### LE PROBLÈME
Poursuivez, s'il vous plaît, le texte ci-dessous sur les mots faussement « coquins » à partir de sa dernière phrase.

Cénobite, jaculatoire, nyctalope : ces mots « coquins » qui ne le sont pas !

Certains mots de la langue française ont des sonorités qui rappellent d’autres mots. C’est ce que le poète argentin Jorge Luis Borges appelle « les sens latéraux ». Qu’on le veuille ou non, notre esprit convoque ces mots aux harmonies voisines, pour produire un effet d’association, souvent léger et cocasse. Sans plus attendre, « éveillons les sens » grâce à une quinzaine de termes qui évoquent, bien malgré eux, le sexe et la sexualité.

Bitte

Avec ses deux « t », « bitte » est un terme de marine qui nous vient de la langue nordique. C’est la pièce verticale placée sur le pont d’un navire ou sur un quai autour de laquelle on enroule les câbles. Dans sa chanson Dès que le vent tournera, Renaud chante « Assise sur une bitte d’amarrage, elle pleure ». Attention, l’allemand bitte signifie « s’il vous plaît » !

Cénobite

Issu d’un mot grec signifiant « vie en commun », cénobite désigne un moine vivant en communauté, mais aussi un grand crustacé de la famille des bernard-l’ermite.

Chattemite

Une chattemite est une personne qui affecte des manières douces et modestes pour tromper son entourage. À noter que le mot mitte désignait également la chatte en ancien français.

Cucurbite

Issue de cucurbita, « courge », la cucurbite est la partie inférieure de l’alambic, récipient servant à distiller. De même origine, la cucurbitacée est une plante de la famille de la courge (melon, concombre…). Précisons que les cucurbitacées ont une tige molle, toujours couchée ou grimpante…

Cuniculture

 La cuniculture (ou cuniculiculture), du latin cuniculus (lapin), désigne l’élevage de lapins domestiques. À noter qu’en ancien français conil ou conin signifiait « lapin ».

Enregistrements issus d'une collection:
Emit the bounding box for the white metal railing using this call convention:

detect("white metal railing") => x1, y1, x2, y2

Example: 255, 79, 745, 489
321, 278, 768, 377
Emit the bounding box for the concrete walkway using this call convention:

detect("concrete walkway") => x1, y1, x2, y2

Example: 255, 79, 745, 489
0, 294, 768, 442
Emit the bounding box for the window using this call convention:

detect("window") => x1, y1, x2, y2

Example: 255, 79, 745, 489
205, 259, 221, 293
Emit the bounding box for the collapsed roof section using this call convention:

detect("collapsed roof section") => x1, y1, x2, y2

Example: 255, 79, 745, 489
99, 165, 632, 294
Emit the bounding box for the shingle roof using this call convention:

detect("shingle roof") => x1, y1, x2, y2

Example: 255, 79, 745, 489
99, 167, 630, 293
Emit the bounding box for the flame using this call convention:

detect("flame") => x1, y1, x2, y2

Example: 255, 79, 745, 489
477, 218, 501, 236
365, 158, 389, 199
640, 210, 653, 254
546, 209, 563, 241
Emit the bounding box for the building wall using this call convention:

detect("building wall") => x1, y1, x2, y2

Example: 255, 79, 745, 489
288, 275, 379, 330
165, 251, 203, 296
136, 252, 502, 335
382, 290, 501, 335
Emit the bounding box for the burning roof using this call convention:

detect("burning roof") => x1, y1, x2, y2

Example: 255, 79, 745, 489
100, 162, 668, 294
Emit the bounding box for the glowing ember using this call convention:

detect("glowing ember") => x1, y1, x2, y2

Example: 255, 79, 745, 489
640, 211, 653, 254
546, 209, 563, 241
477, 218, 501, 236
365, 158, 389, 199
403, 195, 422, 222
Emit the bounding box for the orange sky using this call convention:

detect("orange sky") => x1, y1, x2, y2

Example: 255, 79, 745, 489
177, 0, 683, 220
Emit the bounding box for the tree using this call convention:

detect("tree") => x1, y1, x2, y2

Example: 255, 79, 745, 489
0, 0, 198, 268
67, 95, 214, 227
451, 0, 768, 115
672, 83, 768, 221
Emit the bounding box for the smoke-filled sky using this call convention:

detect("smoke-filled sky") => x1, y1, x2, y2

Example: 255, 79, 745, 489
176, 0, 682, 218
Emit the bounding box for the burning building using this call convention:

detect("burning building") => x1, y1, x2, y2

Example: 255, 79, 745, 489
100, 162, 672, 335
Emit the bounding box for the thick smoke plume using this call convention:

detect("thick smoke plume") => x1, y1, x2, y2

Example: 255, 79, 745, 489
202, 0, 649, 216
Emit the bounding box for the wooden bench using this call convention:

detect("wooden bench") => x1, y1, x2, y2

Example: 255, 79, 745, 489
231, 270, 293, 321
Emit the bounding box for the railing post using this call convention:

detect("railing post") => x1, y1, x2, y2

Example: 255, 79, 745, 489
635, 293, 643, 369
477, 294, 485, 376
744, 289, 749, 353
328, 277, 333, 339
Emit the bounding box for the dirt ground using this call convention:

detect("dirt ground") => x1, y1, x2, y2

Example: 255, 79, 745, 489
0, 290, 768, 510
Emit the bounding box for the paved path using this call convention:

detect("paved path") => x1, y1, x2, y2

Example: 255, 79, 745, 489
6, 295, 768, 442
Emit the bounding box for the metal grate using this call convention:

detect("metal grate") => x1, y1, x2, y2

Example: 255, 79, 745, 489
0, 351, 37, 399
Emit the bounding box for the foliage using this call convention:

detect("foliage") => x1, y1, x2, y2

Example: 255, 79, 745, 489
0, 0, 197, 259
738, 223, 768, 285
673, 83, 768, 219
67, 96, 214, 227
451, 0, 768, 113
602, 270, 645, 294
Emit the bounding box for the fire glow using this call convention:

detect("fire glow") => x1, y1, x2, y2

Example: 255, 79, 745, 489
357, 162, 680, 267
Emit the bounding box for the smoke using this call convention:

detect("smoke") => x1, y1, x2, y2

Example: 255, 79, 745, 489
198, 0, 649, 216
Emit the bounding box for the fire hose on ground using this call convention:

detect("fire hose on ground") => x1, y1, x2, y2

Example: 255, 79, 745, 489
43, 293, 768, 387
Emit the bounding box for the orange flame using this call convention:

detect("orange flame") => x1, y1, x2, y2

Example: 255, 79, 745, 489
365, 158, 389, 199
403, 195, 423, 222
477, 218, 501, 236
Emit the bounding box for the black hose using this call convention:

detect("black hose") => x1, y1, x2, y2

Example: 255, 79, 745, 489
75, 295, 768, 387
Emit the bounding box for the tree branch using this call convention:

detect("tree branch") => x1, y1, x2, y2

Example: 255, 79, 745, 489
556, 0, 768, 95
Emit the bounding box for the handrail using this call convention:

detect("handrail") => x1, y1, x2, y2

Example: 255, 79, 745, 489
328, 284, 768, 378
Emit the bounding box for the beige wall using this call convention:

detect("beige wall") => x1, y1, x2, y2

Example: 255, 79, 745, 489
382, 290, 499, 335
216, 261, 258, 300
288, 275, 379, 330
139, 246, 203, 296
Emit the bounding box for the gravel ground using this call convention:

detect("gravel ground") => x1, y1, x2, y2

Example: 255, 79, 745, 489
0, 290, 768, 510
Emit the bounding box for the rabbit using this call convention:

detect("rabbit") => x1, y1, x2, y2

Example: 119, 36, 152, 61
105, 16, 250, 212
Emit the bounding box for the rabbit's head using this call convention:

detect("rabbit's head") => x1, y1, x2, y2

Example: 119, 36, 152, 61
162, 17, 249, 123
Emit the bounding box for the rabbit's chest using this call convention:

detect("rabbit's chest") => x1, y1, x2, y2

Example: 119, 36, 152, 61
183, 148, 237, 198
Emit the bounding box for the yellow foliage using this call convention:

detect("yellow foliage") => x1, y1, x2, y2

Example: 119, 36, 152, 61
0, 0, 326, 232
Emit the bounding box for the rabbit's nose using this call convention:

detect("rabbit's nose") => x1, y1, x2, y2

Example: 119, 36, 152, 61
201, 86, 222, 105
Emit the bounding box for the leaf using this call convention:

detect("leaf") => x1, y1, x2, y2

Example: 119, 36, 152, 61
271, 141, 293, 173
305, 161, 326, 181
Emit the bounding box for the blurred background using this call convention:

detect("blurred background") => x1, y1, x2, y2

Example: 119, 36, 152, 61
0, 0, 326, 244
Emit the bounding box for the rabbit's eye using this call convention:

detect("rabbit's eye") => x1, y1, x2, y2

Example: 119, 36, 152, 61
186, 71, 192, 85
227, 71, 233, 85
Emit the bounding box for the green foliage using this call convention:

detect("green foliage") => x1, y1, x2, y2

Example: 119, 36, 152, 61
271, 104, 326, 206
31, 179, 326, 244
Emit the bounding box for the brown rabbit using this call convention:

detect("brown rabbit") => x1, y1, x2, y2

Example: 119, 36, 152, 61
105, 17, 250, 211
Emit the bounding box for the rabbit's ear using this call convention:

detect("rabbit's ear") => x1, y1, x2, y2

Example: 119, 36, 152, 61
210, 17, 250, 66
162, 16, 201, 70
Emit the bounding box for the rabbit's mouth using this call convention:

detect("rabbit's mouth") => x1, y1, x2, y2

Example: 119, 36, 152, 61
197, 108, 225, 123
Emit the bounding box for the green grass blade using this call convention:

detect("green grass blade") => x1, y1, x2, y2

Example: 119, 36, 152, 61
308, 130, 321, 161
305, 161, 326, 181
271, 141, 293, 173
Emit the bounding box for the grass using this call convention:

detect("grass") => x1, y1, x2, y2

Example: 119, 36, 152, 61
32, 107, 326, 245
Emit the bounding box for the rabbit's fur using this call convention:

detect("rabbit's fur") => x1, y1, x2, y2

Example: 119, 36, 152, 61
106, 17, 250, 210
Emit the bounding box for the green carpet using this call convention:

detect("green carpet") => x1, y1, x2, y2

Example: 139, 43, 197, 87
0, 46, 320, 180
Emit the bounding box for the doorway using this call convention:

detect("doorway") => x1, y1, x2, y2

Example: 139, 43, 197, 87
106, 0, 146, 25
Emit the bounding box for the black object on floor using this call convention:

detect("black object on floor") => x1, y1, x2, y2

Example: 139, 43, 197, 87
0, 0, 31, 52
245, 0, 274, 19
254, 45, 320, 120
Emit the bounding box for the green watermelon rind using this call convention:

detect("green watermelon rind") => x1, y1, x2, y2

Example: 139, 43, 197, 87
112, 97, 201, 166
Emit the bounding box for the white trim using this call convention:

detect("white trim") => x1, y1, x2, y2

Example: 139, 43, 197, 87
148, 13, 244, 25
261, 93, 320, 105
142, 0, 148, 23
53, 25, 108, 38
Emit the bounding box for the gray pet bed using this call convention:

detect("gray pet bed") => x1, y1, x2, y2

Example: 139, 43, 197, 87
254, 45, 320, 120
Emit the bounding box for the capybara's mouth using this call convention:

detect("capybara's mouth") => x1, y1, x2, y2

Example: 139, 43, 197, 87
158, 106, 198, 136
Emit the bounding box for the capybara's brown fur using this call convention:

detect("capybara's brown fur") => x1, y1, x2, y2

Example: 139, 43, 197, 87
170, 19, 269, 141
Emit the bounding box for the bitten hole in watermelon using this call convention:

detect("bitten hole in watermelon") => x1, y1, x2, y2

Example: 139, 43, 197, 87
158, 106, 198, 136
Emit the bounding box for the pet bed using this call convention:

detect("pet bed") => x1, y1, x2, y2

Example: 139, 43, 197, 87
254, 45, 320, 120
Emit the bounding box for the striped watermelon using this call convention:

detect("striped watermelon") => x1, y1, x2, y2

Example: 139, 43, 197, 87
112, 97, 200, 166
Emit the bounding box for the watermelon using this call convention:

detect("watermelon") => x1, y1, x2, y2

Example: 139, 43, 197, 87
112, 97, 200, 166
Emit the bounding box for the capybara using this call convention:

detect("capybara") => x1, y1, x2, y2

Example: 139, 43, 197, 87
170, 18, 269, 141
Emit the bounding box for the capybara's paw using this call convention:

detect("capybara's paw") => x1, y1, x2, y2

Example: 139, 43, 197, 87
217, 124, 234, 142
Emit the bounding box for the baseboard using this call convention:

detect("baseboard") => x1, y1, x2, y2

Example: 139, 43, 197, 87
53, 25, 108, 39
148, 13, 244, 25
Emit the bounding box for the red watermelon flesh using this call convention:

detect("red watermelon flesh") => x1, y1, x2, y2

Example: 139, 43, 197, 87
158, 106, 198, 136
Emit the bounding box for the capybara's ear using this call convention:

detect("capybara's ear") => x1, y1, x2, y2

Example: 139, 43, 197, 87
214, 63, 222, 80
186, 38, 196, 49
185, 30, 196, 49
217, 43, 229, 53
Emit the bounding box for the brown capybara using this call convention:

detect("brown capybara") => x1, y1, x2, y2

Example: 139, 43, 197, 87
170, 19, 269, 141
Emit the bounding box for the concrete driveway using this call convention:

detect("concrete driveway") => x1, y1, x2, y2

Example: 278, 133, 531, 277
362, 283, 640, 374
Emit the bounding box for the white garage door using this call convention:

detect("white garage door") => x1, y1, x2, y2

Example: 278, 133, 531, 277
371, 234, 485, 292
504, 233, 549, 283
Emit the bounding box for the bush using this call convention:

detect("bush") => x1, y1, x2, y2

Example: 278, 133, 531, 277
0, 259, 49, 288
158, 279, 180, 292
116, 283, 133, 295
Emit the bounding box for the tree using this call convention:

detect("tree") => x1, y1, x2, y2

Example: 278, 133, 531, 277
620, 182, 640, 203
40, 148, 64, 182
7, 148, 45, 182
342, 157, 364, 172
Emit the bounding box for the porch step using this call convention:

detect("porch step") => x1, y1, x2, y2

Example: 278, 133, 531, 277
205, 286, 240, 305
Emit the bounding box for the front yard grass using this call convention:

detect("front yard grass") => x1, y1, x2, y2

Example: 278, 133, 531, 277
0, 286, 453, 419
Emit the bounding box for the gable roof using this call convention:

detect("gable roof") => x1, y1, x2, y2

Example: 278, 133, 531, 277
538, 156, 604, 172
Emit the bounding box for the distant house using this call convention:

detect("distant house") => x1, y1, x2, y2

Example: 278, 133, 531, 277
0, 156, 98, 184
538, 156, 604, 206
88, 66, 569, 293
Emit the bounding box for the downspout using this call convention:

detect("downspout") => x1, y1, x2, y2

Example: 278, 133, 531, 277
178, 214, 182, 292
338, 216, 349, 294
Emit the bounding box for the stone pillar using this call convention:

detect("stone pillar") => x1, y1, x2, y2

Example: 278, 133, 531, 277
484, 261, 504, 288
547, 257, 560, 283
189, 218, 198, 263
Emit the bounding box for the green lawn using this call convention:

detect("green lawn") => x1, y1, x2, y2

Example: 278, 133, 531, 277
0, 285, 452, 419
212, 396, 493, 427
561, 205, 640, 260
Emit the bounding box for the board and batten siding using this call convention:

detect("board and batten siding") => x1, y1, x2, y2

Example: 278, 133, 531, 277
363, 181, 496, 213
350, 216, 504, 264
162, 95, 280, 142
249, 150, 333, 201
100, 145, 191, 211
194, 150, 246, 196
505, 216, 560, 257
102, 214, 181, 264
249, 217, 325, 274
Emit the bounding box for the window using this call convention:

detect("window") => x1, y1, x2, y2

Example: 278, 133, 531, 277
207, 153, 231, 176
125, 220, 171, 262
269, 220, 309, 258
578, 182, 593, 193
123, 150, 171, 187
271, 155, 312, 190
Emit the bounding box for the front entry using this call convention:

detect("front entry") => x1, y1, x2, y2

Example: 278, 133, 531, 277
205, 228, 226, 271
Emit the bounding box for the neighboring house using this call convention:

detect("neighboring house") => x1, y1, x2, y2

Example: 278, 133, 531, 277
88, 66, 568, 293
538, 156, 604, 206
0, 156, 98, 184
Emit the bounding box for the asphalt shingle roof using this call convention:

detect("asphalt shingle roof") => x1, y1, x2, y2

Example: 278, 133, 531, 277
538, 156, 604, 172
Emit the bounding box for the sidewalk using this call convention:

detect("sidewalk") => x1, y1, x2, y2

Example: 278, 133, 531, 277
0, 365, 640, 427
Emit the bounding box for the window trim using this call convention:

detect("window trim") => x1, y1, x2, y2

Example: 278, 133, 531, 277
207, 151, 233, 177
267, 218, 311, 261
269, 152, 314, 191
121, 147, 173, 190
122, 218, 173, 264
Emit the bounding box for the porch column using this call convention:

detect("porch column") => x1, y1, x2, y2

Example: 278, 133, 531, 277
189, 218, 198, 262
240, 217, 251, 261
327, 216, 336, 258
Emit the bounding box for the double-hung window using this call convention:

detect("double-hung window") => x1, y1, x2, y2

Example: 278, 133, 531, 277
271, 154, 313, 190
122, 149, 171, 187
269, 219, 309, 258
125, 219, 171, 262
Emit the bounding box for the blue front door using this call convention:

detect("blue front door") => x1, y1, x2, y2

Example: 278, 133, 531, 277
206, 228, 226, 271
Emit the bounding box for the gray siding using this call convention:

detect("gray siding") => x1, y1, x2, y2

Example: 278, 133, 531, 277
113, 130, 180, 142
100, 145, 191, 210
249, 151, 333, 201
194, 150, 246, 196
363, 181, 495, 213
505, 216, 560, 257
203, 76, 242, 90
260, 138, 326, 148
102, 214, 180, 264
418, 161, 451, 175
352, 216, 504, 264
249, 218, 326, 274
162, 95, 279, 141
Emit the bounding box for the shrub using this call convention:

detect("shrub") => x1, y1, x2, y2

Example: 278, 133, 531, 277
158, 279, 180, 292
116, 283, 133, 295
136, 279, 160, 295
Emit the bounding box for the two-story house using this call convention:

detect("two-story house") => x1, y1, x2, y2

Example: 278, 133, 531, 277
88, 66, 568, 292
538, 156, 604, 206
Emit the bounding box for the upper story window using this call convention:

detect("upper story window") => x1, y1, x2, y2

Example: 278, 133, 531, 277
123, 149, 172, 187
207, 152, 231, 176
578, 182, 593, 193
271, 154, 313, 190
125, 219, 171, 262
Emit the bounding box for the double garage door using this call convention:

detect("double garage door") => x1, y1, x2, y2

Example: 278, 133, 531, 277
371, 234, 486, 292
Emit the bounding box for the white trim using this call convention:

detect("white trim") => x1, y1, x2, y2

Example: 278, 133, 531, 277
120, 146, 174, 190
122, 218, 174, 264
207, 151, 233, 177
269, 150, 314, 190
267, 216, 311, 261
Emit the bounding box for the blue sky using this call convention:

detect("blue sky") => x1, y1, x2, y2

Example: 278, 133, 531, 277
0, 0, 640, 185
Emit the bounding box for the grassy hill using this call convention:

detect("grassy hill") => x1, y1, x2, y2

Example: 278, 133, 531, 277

### PROBLÈME RÉSOLU
Jacobite

Un jacobite est un adepte du jacobitisme, mouvement politique qui soutenait le roi Jacques II après la seconde révolution d’Angleterre de 1688. Pourquoi « jacobite » ? Parce qu’en latin « Jacques » se dit Jacobus.

Jaculatoire

Une oraison jaculatoire est une prière courte et fervente qu’on adresse au ciel. L’adjectif vient du latin jaculari (lancer).

Phallus impudique

Le phallus impudique (ou Phallus impudicus) est un champignon dont la forme évoque celle d’un pénis en érection. Il dégage une odeur putride, d’où son second surnom de « satyre puant ».

Presbyte

Le presbyte, du grec presbus (vieux, ancien), ne voit que de loin. De même origine, le presbytère est la maison du curé. Voir plus bas : nyctalope.

Profès

Le profès (professe au féminin) est celui ou celle qui a fait les vœux par lesquels on s’engage dans un ordre religieux. Le nom vient du latin professus, « qui déclare ».

Putatif

Ce qui est putatif est supposé être, à tort ou à raison. Surtout employé en droit (enfant putatif, mariage putatif…), l’adjectif est issu du verbe latin putare, « supposer ».

Nyctalope

Le hibou est nyctalope et pour cause, il voit la nuit. Du grec nux, nuktos (nuit) et ôps (vision) qui a donné « optique ».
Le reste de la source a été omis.